Could you quote, exactly as they stand, the lines running from the one with "Q: In the photo above, mark the stone facade" to the final line of the material?
---------------
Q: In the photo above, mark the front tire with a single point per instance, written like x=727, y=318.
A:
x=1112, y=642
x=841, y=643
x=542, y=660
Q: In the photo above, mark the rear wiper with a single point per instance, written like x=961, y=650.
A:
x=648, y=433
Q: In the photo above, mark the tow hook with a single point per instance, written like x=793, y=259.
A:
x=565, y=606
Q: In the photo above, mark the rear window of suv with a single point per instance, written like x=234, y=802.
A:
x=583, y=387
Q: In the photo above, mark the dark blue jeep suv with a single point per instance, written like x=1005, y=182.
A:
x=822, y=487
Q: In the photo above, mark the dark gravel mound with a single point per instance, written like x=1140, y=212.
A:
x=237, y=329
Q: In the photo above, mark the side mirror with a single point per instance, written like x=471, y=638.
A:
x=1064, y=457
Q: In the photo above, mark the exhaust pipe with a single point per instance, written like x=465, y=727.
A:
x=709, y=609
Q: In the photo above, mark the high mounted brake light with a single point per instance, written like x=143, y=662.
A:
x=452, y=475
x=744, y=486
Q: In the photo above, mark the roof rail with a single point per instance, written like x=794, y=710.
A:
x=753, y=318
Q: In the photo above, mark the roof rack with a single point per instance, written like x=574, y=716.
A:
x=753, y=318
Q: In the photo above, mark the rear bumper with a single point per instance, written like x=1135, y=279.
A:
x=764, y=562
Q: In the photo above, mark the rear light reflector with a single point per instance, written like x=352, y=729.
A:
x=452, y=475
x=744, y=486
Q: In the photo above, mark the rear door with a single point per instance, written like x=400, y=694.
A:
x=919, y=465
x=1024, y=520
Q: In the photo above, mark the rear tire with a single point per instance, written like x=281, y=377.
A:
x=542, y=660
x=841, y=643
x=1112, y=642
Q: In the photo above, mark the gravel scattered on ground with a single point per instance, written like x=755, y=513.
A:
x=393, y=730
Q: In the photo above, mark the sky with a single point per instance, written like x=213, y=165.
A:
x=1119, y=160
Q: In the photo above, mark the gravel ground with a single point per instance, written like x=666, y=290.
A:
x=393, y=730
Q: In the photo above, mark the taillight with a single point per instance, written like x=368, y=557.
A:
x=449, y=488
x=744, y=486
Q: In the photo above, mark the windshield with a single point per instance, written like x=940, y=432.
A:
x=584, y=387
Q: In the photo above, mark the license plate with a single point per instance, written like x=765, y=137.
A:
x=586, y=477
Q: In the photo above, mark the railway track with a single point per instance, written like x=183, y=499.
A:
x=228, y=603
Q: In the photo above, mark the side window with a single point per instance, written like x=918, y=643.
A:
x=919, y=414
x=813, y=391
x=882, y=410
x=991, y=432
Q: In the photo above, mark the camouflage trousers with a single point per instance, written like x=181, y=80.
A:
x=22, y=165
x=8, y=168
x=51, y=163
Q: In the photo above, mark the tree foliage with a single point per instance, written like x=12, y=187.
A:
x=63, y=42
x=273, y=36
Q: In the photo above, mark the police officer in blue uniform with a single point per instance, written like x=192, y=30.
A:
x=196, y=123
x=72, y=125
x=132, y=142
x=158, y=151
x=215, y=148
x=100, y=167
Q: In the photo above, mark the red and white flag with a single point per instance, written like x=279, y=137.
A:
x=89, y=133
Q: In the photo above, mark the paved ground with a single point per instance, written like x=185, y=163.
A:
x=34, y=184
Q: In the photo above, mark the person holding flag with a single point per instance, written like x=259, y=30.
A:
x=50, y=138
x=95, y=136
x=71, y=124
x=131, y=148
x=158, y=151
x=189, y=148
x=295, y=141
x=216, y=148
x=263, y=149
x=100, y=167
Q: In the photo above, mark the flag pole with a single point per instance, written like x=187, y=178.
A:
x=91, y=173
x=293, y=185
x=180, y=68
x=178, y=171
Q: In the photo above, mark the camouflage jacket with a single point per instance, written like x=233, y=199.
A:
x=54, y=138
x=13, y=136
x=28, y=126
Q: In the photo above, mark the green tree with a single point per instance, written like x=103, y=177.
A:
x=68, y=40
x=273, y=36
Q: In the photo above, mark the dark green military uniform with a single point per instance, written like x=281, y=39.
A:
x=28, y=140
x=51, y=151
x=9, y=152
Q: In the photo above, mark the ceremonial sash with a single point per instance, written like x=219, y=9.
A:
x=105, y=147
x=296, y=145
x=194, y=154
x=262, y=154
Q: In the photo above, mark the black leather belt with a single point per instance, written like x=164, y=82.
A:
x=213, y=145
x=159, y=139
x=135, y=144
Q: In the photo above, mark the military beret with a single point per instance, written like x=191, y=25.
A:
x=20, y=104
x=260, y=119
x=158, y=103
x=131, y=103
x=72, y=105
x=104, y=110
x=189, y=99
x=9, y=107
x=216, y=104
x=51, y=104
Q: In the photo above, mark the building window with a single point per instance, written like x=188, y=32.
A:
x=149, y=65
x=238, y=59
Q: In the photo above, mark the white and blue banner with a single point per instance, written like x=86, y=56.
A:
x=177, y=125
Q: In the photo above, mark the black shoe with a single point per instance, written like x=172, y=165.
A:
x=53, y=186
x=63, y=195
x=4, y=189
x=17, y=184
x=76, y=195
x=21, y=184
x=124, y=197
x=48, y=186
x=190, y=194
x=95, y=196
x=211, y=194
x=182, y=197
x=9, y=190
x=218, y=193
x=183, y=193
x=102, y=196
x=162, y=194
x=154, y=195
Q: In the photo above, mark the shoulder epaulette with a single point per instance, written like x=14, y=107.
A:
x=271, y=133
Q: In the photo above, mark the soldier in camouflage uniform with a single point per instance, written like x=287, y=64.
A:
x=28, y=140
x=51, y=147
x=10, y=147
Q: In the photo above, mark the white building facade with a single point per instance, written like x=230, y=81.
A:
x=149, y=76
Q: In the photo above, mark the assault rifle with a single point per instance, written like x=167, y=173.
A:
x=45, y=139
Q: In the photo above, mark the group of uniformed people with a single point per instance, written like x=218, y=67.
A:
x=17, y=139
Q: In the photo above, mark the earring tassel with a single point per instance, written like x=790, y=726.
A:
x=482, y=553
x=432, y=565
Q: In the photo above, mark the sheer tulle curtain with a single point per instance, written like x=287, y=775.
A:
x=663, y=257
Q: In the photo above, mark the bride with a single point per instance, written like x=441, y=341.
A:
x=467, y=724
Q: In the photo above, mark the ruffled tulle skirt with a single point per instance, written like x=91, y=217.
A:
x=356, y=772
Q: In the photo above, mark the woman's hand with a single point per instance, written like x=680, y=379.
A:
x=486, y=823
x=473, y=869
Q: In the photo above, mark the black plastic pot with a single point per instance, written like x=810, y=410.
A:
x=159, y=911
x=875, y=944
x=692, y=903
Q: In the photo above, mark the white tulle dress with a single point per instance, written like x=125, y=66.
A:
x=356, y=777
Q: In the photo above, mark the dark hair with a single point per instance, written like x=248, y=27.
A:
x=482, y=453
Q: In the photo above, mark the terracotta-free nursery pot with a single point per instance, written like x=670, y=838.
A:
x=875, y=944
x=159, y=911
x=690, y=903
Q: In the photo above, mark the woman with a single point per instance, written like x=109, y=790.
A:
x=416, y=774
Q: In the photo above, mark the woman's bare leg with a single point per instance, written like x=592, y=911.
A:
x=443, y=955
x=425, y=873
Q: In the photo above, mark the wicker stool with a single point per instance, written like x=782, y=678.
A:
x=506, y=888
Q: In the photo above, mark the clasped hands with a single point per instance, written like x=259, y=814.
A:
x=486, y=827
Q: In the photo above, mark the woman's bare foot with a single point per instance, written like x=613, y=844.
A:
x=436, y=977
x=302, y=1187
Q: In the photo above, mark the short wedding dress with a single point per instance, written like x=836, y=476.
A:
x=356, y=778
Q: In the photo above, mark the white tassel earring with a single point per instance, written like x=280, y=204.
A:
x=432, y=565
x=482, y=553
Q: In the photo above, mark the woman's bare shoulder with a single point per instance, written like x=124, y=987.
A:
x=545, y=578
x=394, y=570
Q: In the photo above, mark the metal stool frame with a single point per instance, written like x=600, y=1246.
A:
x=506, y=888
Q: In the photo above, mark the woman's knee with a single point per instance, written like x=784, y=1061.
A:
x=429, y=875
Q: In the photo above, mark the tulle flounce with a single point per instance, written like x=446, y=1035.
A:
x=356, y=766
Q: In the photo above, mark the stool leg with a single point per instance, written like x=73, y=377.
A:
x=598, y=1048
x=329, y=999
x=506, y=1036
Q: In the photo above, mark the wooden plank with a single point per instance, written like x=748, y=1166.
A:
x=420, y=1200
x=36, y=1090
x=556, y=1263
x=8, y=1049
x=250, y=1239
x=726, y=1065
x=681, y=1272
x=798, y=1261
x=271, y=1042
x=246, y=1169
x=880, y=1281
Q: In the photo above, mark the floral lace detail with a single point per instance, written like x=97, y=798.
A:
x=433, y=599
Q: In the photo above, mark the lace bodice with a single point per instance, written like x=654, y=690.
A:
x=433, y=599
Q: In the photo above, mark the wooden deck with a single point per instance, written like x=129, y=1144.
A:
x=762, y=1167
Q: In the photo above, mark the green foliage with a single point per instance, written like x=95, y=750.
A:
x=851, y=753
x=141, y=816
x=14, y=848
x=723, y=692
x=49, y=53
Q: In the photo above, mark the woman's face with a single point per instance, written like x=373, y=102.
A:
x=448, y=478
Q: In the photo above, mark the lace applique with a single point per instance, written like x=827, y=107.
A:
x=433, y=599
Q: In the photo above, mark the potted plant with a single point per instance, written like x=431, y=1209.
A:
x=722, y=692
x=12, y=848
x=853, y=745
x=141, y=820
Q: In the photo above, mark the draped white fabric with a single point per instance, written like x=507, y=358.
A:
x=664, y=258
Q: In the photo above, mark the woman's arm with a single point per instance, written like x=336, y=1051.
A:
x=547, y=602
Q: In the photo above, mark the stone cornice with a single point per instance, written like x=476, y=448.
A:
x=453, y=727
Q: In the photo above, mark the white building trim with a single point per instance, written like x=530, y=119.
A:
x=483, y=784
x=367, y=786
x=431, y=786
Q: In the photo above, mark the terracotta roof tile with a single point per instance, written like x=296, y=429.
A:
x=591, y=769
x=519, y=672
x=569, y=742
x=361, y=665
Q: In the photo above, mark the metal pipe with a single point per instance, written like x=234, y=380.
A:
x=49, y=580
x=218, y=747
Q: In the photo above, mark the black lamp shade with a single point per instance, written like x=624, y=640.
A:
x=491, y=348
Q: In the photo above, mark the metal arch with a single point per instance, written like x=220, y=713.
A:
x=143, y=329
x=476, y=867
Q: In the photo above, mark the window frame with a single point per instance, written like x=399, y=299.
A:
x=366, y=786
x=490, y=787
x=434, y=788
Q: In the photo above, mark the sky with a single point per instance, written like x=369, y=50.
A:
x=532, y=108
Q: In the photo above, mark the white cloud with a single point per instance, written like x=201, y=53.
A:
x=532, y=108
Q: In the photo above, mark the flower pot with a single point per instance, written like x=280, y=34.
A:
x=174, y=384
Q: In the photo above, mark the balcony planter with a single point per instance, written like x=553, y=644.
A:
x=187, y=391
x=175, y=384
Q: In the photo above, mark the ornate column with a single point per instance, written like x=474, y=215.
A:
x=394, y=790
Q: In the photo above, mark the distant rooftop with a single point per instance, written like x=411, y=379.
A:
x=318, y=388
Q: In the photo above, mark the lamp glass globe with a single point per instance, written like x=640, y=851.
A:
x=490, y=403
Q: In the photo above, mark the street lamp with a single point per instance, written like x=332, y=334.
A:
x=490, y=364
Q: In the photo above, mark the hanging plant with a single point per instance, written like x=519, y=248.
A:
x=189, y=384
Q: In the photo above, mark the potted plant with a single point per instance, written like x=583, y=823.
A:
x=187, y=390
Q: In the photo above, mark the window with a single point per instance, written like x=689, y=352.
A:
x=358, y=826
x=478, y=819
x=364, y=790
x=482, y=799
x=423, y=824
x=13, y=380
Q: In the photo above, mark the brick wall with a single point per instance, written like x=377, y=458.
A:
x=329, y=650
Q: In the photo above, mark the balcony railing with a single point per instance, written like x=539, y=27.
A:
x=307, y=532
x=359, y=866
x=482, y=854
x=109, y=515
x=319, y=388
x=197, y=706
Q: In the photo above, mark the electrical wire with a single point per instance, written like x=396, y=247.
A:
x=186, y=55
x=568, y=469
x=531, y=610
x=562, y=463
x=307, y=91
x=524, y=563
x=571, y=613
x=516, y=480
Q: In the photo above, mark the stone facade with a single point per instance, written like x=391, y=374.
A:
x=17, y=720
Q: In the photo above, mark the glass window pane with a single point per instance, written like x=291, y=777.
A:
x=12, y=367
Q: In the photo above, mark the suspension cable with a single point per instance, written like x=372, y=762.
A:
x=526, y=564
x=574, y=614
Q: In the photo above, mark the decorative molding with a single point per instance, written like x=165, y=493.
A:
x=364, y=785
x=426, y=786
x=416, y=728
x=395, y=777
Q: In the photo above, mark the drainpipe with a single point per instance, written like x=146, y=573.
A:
---------------
ANSWER TO THIS EXERCISE:
Q: In the photo above, mark the stone facade with a single point per instance, written like x=391, y=374.
A:
x=17, y=720
Q: In the photo above, mark the glass window pane with a single point per instance, written like x=291, y=777.
A:
x=12, y=367
Q: In the photo above, mark the suspension cable with a single point per instance, written like x=372, y=762.
A:
x=526, y=564
x=574, y=614
Q: In the photo above, mark the decorative molding with a single point per instance, written like x=165, y=493.
A:
x=364, y=785
x=426, y=786
x=416, y=728
x=395, y=777
Q: In the photo above, mark the drainpipe with a single point per instance, written like x=146, y=573.
A:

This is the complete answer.